▶ _Using the information_:
1. Copy the transcript from "Like, this is" to "called the manifesto.".
2. In the transcript about the McKinsey disclosure timeline, what date is given for the public disclosure?

That's so bad. There's also the fact that how many companies did how many companies paid McKinsey to set this up for them? Like, at their own their own version of this? Like Yeah. Yeah. I don't know.
I okay. So so, you know, you know, putting my hat on of own a security company. Did you guys look at the disclosure timeline for this thing?
Yeah. It's pretty sketch.
Yeah. It's I not understand that McKinsey has a bug bounty program, but they went from, like, February 28 to March 9 was the public disclosure.
And Let's just say negotiations went south pretty quick reading between the lines.
It says that they patched everything on the second. And I this whole timeline just really so you know that the the stuff that we've been working on with Microsoft that Matthew's been working on, Corey? Yeah. So, he just sent an email to me and we've been working with Microsoft to try to disclose something that we think is pretty bad And we started out what in October? Corey? If I'm remembering correctly?
Something like that. September 30, actually.
So, we've been sitting on this, we've been coordinating with them, they flat out are ignoring us. There's nothing that looks and I could they probably do just fine. But there's nothing like I wanna hire these guys to come into my company. It just it also gets to, like, what is it? Bug bounty programs. They're associated with Hacker One on this as well. But, good night.
Like, this is very an ad, John. Yes. Like, this company is brand new.
No question. The domain domain for
this company is less than thirty days. I know that if I block Right? We have an ad that can pack other companies.
Dude, by the way, that's what every pentest company is
selling is a any
company, if you go to any company and they're about us, it's called the manifesto.
Take the development offline, and then block their API documentation. They waited seven days and then immediately published this. So they they got very pissy about their response and I guess decided, well, I guess we're done talking and decided to publish it. And almost to, like,
let's go. It's one guy and 30 agents, apparently.
Yeah. One of them is a very small mutt.

Saved data entries:

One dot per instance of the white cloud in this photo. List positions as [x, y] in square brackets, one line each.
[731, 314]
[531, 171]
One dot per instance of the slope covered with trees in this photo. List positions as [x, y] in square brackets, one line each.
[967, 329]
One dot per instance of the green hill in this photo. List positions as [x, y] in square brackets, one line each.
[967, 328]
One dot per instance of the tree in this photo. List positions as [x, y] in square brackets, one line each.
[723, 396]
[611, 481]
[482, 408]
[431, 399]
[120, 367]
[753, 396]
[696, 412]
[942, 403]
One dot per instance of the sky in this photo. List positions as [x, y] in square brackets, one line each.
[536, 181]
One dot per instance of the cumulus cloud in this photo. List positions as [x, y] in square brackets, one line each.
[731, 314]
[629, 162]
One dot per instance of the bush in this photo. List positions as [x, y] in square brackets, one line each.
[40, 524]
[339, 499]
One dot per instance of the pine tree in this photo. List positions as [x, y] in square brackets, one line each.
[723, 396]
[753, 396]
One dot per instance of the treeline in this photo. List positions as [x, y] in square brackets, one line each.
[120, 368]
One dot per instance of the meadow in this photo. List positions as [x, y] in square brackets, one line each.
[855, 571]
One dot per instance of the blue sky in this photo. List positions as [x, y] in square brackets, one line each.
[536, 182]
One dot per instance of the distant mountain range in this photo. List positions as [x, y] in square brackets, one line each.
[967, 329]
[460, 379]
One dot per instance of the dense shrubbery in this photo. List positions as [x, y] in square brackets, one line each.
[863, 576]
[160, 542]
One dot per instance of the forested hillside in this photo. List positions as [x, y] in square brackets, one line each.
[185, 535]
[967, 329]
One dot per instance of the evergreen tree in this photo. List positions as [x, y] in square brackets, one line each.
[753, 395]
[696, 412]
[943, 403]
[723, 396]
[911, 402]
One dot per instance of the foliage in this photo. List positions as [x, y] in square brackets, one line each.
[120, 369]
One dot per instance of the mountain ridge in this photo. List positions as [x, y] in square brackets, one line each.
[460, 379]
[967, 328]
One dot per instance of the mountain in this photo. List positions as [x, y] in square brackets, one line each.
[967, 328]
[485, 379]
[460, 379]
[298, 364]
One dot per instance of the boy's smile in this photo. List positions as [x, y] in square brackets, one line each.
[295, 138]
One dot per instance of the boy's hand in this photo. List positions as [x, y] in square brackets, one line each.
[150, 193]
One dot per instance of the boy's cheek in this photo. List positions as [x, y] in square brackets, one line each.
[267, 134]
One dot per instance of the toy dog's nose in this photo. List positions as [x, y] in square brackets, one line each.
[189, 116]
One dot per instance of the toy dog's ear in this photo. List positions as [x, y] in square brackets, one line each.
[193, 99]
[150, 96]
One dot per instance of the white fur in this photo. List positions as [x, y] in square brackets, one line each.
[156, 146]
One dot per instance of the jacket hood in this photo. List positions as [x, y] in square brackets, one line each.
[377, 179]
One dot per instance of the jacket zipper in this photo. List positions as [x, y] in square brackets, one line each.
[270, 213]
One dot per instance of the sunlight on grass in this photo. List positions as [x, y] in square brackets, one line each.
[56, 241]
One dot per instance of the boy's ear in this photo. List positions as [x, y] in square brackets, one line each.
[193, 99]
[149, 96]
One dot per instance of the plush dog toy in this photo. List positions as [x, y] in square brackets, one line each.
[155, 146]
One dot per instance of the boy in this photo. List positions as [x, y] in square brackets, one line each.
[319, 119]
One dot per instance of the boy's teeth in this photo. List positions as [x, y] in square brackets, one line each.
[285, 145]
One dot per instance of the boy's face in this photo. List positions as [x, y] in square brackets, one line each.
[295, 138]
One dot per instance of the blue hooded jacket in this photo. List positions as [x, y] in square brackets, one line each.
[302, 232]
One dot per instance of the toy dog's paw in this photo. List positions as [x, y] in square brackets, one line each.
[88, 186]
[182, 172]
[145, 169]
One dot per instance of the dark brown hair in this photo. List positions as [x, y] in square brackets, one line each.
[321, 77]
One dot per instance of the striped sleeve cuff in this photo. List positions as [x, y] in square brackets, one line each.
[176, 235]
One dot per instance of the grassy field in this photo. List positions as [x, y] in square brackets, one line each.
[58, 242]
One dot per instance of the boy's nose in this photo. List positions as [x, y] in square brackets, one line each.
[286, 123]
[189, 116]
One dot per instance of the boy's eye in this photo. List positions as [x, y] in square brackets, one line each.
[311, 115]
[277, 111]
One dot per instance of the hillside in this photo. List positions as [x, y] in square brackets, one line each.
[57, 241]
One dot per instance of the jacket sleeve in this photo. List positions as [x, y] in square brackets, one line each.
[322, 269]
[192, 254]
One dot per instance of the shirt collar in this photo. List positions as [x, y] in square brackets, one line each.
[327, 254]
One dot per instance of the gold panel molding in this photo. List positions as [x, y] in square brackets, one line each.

▶ _Responses in order_:
1.
Like, this is very an ad, John. Yes. Like, this company is brand new.
No question. The domain domain for
this company is less than thirty days. I know that if I block Right? We have an ad that can pack other companies.
Dude, by the way, that's what every pentest company is
selling is a any
company, if you go to any company and they're about us, it's called the manifesto.

2. March 9